### [EXERCISE DIRECTIONS]
Where the records appear below, transcribe them exactly, leaving none out.

### [DATASET]
━━━
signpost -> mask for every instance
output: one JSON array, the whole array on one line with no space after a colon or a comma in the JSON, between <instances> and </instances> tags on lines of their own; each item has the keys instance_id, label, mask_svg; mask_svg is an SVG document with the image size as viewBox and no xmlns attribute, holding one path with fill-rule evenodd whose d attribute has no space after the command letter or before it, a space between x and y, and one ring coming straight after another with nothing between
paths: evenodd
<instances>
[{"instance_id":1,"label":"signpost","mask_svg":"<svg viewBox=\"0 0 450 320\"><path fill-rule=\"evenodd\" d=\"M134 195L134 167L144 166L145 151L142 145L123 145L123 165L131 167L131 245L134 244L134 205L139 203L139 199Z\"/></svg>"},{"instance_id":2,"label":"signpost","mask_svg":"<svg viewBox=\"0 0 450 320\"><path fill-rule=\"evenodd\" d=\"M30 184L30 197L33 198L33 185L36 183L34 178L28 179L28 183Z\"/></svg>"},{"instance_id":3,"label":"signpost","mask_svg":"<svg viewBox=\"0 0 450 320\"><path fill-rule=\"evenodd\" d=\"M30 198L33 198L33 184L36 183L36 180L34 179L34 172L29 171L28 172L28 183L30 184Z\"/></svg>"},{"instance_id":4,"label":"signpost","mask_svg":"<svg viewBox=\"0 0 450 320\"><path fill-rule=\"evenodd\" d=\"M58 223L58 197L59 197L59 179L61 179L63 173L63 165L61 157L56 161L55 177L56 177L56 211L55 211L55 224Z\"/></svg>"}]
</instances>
━━━
### [ANSWER FOR THIS EXERCISE]
signpost -> mask for every instance
output: one JSON array, the whole array on one line with no space after a colon or a comma in the JSON, between <instances> and </instances> tags on lines of their own; each item has the keys instance_id, label, mask_svg; mask_svg is an SVG document with the image size as viewBox and no xmlns attribute, holding one path with fill-rule evenodd whose d attribute has no space after the command letter or before it, a space between x and y, and one ring coming straight after another with nothing between
paths: evenodd
<instances>
[{"instance_id":1,"label":"signpost","mask_svg":"<svg viewBox=\"0 0 450 320\"><path fill-rule=\"evenodd\" d=\"M134 195L134 167L144 166L145 151L142 145L123 145L123 165L131 167L131 245L134 244L134 205L139 203L139 199Z\"/></svg>"},{"instance_id":2,"label":"signpost","mask_svg":"<svg viewBox=\"0 0 450 320\"><path fill-rule=\"evenodd\" d=\"M30 184L30 197L33 198L33 185L36 183L34 178L28 179L28 183Z\"/></svg>"},{"instance_id":3,"label":"signpost","mask_svg":"<svg viewBox=\"0 0 450 320\"><path fill-rule=\"evenodd\" d=\"M30 198L33 198L33 184L36 183L36 180L34 179L34 172L29 171L28 172L28 183L30 184Z\"/></svg>"},{"instance_id":4,"label":"signpost","mask_svg":"<svg viewBox=\"0 0 450 320\"><path fill-rule=\"evenodd\" d=\"M58 223L58 197L59 197L59 179L61 179L63 173L63 165L61 157L56 161L55 177L56 177L56 211L55 211L55 224Z\"/></svg>"}]
</instances>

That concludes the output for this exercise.